◆ Work instructions: From the first line to the last, restate the data word for word.

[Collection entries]
-*-*-

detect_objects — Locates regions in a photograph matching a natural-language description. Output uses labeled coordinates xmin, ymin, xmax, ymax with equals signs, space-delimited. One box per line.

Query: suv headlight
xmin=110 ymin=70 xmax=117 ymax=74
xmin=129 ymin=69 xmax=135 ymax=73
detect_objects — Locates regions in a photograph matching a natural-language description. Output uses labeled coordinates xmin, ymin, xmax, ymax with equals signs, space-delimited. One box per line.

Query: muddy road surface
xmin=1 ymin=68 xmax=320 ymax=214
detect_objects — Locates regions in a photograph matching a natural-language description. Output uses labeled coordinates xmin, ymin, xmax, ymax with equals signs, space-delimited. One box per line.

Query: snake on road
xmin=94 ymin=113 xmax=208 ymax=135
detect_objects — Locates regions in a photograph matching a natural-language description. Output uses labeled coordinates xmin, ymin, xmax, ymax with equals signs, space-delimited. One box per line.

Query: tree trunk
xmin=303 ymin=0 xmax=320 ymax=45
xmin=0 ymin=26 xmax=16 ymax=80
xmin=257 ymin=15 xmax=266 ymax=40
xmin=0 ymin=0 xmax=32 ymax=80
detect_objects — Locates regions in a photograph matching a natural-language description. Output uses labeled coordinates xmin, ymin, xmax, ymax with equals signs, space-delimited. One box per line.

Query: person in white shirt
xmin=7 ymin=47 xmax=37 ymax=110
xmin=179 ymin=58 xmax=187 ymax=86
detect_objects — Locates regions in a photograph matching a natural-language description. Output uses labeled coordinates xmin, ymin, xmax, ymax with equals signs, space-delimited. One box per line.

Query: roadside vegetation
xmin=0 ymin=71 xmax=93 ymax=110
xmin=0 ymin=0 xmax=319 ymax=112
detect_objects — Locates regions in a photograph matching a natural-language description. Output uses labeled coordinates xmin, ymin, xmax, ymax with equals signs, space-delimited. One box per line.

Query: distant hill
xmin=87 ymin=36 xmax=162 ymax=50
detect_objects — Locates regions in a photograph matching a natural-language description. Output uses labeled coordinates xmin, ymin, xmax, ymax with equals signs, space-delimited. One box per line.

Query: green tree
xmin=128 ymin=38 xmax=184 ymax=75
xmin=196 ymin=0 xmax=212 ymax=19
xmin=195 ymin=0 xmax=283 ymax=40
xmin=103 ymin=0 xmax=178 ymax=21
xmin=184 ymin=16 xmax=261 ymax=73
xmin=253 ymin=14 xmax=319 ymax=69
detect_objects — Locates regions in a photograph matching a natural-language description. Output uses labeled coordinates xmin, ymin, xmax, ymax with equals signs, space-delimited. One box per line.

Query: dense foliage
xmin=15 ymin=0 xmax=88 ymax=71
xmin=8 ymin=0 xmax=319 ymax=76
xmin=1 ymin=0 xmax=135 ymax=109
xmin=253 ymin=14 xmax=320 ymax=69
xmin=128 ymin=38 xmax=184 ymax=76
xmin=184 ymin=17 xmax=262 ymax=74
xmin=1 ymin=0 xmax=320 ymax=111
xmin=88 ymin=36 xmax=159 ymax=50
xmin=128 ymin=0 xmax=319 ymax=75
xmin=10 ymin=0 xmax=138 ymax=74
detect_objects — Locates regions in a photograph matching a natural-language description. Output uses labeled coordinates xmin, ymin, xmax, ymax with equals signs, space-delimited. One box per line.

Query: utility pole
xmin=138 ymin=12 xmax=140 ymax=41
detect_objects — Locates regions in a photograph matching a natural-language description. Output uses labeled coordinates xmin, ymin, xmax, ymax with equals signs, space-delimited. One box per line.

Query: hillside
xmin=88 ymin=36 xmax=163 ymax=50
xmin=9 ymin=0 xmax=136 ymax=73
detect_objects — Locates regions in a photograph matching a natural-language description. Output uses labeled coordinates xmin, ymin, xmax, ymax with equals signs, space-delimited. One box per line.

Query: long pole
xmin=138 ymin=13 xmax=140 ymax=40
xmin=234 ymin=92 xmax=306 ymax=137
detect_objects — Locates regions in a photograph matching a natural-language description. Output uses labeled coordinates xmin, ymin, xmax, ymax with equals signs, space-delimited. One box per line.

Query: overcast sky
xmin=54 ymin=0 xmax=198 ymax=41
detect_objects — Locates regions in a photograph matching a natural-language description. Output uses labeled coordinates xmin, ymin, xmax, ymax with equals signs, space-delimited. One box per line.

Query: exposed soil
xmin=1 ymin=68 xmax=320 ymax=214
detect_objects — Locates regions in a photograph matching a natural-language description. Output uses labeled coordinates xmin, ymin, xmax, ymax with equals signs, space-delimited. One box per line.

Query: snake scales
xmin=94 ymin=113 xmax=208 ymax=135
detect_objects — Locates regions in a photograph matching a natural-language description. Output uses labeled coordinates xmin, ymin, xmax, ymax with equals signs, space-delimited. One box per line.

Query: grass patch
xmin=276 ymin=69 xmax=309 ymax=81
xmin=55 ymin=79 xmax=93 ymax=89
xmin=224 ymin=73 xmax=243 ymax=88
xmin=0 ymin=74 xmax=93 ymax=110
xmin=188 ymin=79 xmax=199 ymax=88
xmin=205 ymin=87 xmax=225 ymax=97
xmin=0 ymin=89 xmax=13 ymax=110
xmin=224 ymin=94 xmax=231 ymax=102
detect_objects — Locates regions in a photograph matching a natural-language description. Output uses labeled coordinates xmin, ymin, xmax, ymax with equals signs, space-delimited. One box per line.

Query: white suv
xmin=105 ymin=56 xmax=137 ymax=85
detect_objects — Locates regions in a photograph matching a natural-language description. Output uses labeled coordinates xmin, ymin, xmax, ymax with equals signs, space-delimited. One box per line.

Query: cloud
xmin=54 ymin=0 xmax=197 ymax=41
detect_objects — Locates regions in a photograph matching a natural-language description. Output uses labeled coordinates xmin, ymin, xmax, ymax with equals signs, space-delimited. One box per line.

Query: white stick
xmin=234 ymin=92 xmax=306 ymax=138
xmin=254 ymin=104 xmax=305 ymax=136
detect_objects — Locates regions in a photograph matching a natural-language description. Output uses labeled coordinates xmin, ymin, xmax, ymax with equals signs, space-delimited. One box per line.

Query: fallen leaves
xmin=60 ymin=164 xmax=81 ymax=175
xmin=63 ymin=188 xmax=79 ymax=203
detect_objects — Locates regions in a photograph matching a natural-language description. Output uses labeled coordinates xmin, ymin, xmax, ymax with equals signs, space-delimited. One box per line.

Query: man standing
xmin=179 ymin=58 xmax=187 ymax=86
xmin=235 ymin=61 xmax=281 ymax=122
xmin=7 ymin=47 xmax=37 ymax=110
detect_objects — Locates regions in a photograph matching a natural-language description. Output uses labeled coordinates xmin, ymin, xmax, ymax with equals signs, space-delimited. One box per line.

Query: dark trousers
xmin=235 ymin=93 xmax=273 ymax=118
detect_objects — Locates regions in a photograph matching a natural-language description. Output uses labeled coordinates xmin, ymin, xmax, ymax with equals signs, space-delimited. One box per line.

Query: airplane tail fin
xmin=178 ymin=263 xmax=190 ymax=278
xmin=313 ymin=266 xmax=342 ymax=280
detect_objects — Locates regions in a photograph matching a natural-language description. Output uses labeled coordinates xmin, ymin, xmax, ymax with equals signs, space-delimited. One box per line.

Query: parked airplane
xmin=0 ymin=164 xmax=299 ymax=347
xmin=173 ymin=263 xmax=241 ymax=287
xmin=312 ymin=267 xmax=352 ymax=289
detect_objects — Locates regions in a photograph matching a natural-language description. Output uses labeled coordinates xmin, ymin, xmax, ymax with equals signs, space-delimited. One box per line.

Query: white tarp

-*-*-

◆ Result of this task:
detect_objects — Locates regions in a photograph matching a natural-language description. Output uses labeled coordinates xmin, ymin, xmax, ymax with equals signs, space-delimited. One box per line.

Query: suv headlight
xmin=110 ymin=70 xmax=117 ymax=74
xmin=129 ymin=69 xmax=135 ymax=73
detect_objects — Locates regions in a photograph matching a natural-language description. Output uses labeled coordinates xmin, ymin, xmax, ymax with equals signs, space-delimited. One box per line.

Query: muddy road surface
xmin=1 ymin=68 xmax=320 ymax=214
detect_objects — Locates regions in a photograph matching a natural-language description. Output uses labeled coordinates xmin, ymin, xmax, ymax with equals signs, space-delimited. One box per line.

Query: snake on road
xmin=94 ymin=113 xmax=208 ymax=135
detect_objects — Locates regions in a photograph matching a natural-language description. Output uses labeled coordinates xmin, ymin, xmax, ymax with equals signs, space-delimited. One box per line.

Query: tree trunk
xmin=303 ymin=0 xmax=320 ymax=45
xmin=0 ymin=26 xmax=16 ymax=80
xmin=257 ymin=15 xmax=266 ymax=40
xmin=0 ymin=0 xmax=32 ymax=80
detect_objects — Locates regions in a photograph matching a natural-language description. Output uses labeled coordinates xmin, ymin, xmax, ymax with equals signs, space-delimited. One box per line.

Query: person in white shirt
xmin=7 ymin=47 xmax=37 ymax=110
xmin=179 ymin=58 xmax=187 ymax=86
detect_objects — Locates regions in a photograph matching a natural-language description. Output uses labeled coordinates xmin, ymin, xmax, ymax with equals signs, space-delimited. One box per line.

Query: roadside vegetation
xmin=0 ymin=71 xmax=93 ymax=110
xmin=0 ymin=0 xmax=319 ymax=112
detect_objects — Locates regions in a photograph matching a natural-language description. Output uses labeled coordinates xmin, ymin, xmax, ymax with equals signs, space-delimited. One box per line.

Query: distant hill
xmin=87 ymin=36 xmax=162 ymax=50
detect_objects — Locates regions in a photograph matching a natural-language description. Output uses labeled coordinates xmin, ymin, xmax, ymax with equals signs, space-delimited. One box per line.

Query: green tree
xmin=128 ymin=38 xmax=184 ymax=75
xmin=196 ymin=0 xmax=212 ymax=19
xmin=195 ymin=0 xmax=283 ymax=40
xmin=103 ymin=0 xmax=178 ymax=21
xmin=184 ymin=16 xmax=261 ymax=73
xmin=253 ymin=14 xmax=319 ymax=69
detect_objects — Locates regions in a photograph matching a natural-language description. Output uses labeled coordinates xmin, ymin, xmax, ymax with equals signs, space-delimited. One box per line.

Query: dense foliage
xmin=15 ymin=0 xmax=88 ymax=71
xmin=8 ymin=0 xmax=319 ymax=76
xmin=1 ymin=0 xmax=135 ymax=109
xmin=253 ymin=14 xmax=320 ymax=69
xmin=128 ymin=38 xmax=184 ymax=76
xmin=184 ymin=17 xmax=262 ymax=74
xmin=1 ymin=0 xmax=320 ymax=111
xmin=88 ymin=36 xmax=159 ymax=50
xmin=128 ymin=0 xmax=319 ymax=75
xmin=10 ymin=0 xmax=138 ymax=74
detect_objects — Locates regions in a photograph matching a natural-language description. Output uses labeled coordinates xmin, ymin, xmax, ymax with equals signs, space-delimited. One box per line.

Query: utility pole
xmin=138 ymin=12 xmax=140 ymax=41
detect_objects — Locates regions in a photograph matching a natural-language description. Output uses labeled coordinates xmin, ymin, xmax, ymax with equals signs, space-delimited. One box per line.

Query: hillside
xmin=88 ymin=36 xmax=163 ymax=50
xmin=9 ymin=0 xmax=136 ymax=73
detect_objects — Locates regions in a photograph matching a natural-language description. Output uses labeled coordinates xmin, ymin, xmax, ymax with equals signs, space-delimited. One box per line.

Query: long pole
xmin=138 ymin=13 xmax=140 ymax=40
xmin=234 ymin=92 xmax=306 ymax=137
detect_objects — Locates regions in a photograph matching a natural-language description. Output uses labeled coordinates xmin, ymin, xmax, ymax with equals signs, space-delimited. One box per line.

Query: overcast sky
xmin=54 ymin=0 xmax=198 ymax=41
detect_objects — Locates regions in a photograph matching a natural-language description. Output uses labeled coordinates xmin, ymin, xmax, ymax with equals signs, space-delimited. One box per line.

Query: exposed soil
xmin=1 ymin=68 xmax=320 ymax=214
detect_objects — Locates regions in a photograph matching a natural-language description. Output uses labeled coordinates xmin, ymin, xmax, ymax with equals signs, space-delimited. One box per line.

Query: snake scales
xmin=94 ymin=113 xmax=208 ymax=135
detect_objects — Locates regions in a photograph matching a natural-language description. Output uses labeled coordinates xmin, ymin, xmax, ymax with equals signs, space-delimited. One box per line.

Query: grass patch
xmin=276 ymin=69 xmax=309 ymax=81
xmin=55 ymin=79 xmax=93 ymax=89
xmin=224 ymin=73 xmax=243 ymax=88
xmin=0 ymin=74 xmax=93 ymax=110
xmin=188 ymin=79 xmax=199 ymax=88
xmin=205 ymin=87 xmax=225 ymax=97
xmin=0 ymin=89 xmax=13 ymax=110
xmin=224 ymin=94 xmax=231 ymax=102
detect_objects — Locates regions in a photograph matching a natural-language description. Output uses labeled coordinates xmin, ymin, xmax, ymax with equals signs, space-delimited. One box per line.

Query: white suv
xmin=105 ymin=56 xmax=137 ymax=85
detect_objects — Locates regions in a photograph matching a natural-language description. Output uses labeled coordinates xmin, ymin, xmax, ymax with equals signs, space-delimited. One box per line.

Query: cloud
xmin=54 ymin=0 xmax=197 ymax=41
detect_objects — Locates regions in a photograph matching a natural-language description. Output uses labeled coordinates xmin, ymin, xmax, ymax with equals signs, space-delimited. One box per line.

Query: white stick
xmin=234 ymin=92 xmax=306 ymax=138
xmin=254 ymin=104 xmax=305 ymax=136
detect_objects — Locates regions in a photograph matching a natural-language description. Output uses labeled coordinates xmin, ymin, xmax, ymax with equals signs, space-delimited. One box per line.

Query: fallen leaves
xmin=60 ymin=164 xmax=81 ymax=175
xmin=63 ymin=188 xmax=79 ymax=203
detect_objects — Locates regions in a photograph matching a natural-language description. Output uses labeled coordinates xmin, ymin, xmax, ymax with equals signs, space-delimited. One box per line.

Query: man standing
xmin=179 ymin=58 xmax=187 ymax=86
xmin=235 ymin=61 xmax=281 ymax=122
xmin=7 ymin=47 xmax=37 ymax=110
detect_objects — Locates regions in a photograph matching a natural-language description. Output uses labeled coordinates xmin, ymin, xmax, ymax with equals signs, space-delimited. One box per line.

Query: dark trousers
xmin=235 ymin=93 xmax=273 ymax=118
detect_objects — Locates regions in a photograph matching a natural-language description. Output uses labeled coordinates xmin, ymin, xmax, ymax with equals signs, space-delimited. One box per line.

Query: airplane tail fin
xmin=178 ymin=263 xmax=190 ymax=278
xmin=313 ymin=266 xmax=342 ymax=280
detect_objects — Locates regions in a photograph matching a natural-language description. Output uses labeled coordinates xmin, ymin, xmax, ymax with equals signs, space-delimited. One box per line.

Query: parked airplane
xmin=0 ymin=164 xmax=299 ymax=347
xmin=173 ymin=263 xmax=241 ymax=287
xmin=312 ymin=267 xmax=352 ymax=289
detect_objects — Locates regions in a photograph matching a natural-language description. Output uses labeled coordinates xmin, ymin, xmax, ymax with equals signs, space-delimited. One box per line.

Query: white tarp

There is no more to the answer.